CONSIGNE DE L'EXERCICE: Recopiez le passage fourni de « Etant originaire de » à « d’autant plus préoccupante. » en remplaçant « drastiquement » par « considérablement ».

PASSAGE FOURNI:
▼▼▼
Etant originaire de Piton Saint Leu, j‘ai eu du mal à reconnaître les lieux. La ville s’est fortement urbanisée et la population a drastiquement augmentée. Cependant certaines instances n’ont pas évolué… La poste de Piton Saint Leu cristallise ce décalage entre population grandissante et infrastructures figées. D’un autre côté, je trouve que nous avons grandement gagné en mobilité. Vivant à Saint Leu, je peux désormais facilement voir mes amis de Saint Denis grâce à la route des Tamarins (si la route du littoral, notre talon d’Achille le permet). Par contre, notre isolement aérien semble hélas n’avoir pas changé d’un iota ! La continuité territoriale est saluer et rend le coût de cet éloignement moins insupportable. Dans ce contexte, les difficultés d’Air Austral, qui est garante d’une plus grande compétitivité entre les opérateurs aériens, est d’autant plus préoccupante.
▲▲▲
EXTRAIT DE DONNÉES:
▼▼▼
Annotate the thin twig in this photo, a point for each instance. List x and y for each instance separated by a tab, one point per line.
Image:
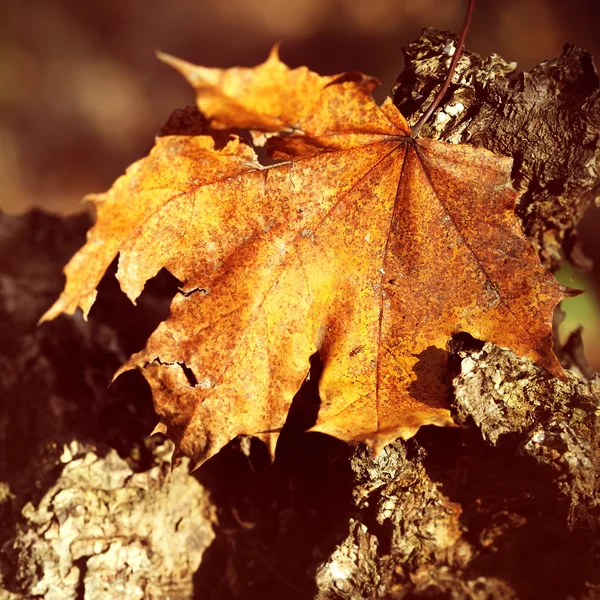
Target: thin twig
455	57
▲▲▲
▼▼▼
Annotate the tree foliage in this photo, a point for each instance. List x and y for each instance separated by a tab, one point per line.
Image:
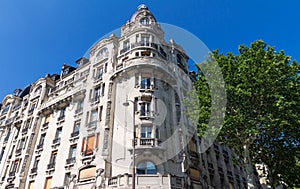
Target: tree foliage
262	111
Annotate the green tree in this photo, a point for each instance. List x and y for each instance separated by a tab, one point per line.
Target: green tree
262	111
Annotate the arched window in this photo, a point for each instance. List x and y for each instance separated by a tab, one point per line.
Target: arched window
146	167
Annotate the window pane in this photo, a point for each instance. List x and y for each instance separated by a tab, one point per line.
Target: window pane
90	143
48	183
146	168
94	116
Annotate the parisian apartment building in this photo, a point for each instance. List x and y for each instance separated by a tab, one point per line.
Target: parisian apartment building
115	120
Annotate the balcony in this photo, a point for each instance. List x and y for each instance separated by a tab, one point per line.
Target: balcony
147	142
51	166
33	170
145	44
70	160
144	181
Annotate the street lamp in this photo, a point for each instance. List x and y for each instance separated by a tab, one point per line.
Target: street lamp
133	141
▲▲▲
▼▼▼
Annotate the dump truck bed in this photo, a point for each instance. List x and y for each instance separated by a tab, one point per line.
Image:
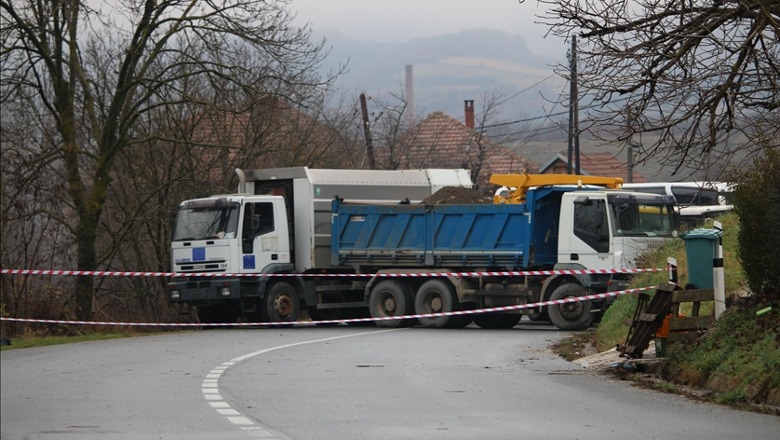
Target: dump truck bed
▲▲▲
RÉPONSE AU PROBLÈME:
Etant originaire de Piton Saint Leu, j‘ai eu du mal à reconnaître les lieux. La ville s’est fortement urbanisée et la population a considérablement augmentée. Cependant certaines instances n’ont pas évolué… La poste de Piton Saint Leu cristallise ce décalage entre population grandissante et infrastructures figées. D’un autre côté, je trouve que nous avons grandement gagné en mobilité. Vivant à Saint Leu, je peux désormais facilement voir mes amis de Saint Denis grâce à la route des Tamarins (si la route du littoral, notre talon d’Achille le permet). Par contre, notre isolement aérien semble hélas n’avoir pas changé d’un iota ! La continuité territoriale est saluer et rend le coût de cet éloignement moins insupportable. Dans ce contexte, les difficultés d’Air Austral, qui est garante d’une plus grande compétitivité entre les opérateurs aériens, est d’autant plus préoccupante.